◆ **Requisitos del ejercicio**
Retoma el relato sobre los primeros pasos en la escritura y continúalo a partir de su última oración.

◆ **Texto de origen**
= = = =

Sí, yo decía: “se me va a pegar por osmosis”. Empecé a escribir mi primer cuento en Ciudad Juárez. En ese inter cambiaron a mi familia a San Luis Potosí. El primer cuento me tardé mucho en escribirlo. No está incluido en ningún libro. Salió en la revista de la universidad porque ganó un premio interno. Nos fuimos a San Luis y no estuve ni seis meses ahí porque me aburrí muchísimo. Me iba a los cafés a leer y en San Luis a las diez de la noche me daban la cuenta. Les dije a mis padres: “saben qué, ahí se ven, me regreso a Monterrey”. Y empecé a dar clases en la universidad donde estudié. En ese entonces no había tantas trabas para dar clases. Estaba estudiando una maestría en Comunicación, en la misma universidad, aprovechando la beca que me daba ser maestro, y anunciaron un premio interno. Podías ser alumno de cualquier nivel y mandar un cuento. Terminé ese cuento, lo envié y ganó el premio. Un cuento largo. Y ahí dices: “pues algo hice bien con esto. Ahora voy a hacer una novela”. Y empecé a escribir una novela. En eso, me entero que hay un centro de escritores en Nuevo León y que dan becas. Mandé mi proyecto de novela, dos capítulos, el cuento que había ganado, y me dieron la beca. Fui becario durante un año y uno de mis compañeros, que también estaba empezando, fue David Toscana. Éramos seis becarios. Todos se conocían. Todos publicaban en el único suplemento cultual de Monterrey, excepto Toscana y yo, y nos veían feo. Además, nosotros éramos de novela, y ellos eran de testimonio, otro de poesía, otro de crónica. Escritores bastante buenos, como Joaquín Hurtado, un escritorazo. Ahí trabajé la novela. La estuve trabajando todo el año de la beca. La trabajé dos años más, pero la tuve que abandonar porque llevaba 600 páginas y todavía no llegaba ni a la mitad.

= = = =

◆ **Datos proporcionados**
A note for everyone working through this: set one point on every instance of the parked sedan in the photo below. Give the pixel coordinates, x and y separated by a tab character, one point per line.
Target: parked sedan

= = = =

◆ **Respuesta correcta**
¿Era un borrador de Nostalgia de las sombras, tu primera novela?

No, ninguna de esas. Tenía un nombre muy estúpido al principio. Se llamaba La voz del diablo. Y cuando la abandoné me di cuenta que me estaba alargando demasiado y necesitaba dominar el terreno corto. Entonces empecé a escribir cuentos.

¿Una reacción al exceso de páginas?

Sí, hice el cálculo y dije: “esta novela, si quiero llegar a donde quiero, van a ser 1500 páginas. Nadie la va a querer publicar. Y si la publican nadie la va a leer. Mejor dominar el terreno corto”. Volví a escribir cuentos y conforme los iba escribiendo los mandaba a concursos y empezaron a ganar.Por ejemplo, me acuerdo uno que fue por el bicentenario de la fundación de Guasave, organizado por Sinaloa y la Universidad de Occidente. Lo gané. Luego por el 50 aniversario de la Universidad Veracruzana, también lo gané. Y pues fueron saliendo.

¿Esos cuentos son los que reuniste en El río, el pozo y otras fronteras?

No, son los cuentos de Los límites de la noche. El río, el pozo y otras fronteras son solo tres cuentos de Los límites. De ese libro se imprimieron nada más 400 ejemplares. De hecho, ya había firmado con Era cuando me ofrecieron sacar ese “cuadernillo”. Les dije: les doy tres de los que van a salir en Era.

¿Has corregido a lo largo de los años esos cuentos? ¿Han cambiado conforme a las ediciones que aparecen?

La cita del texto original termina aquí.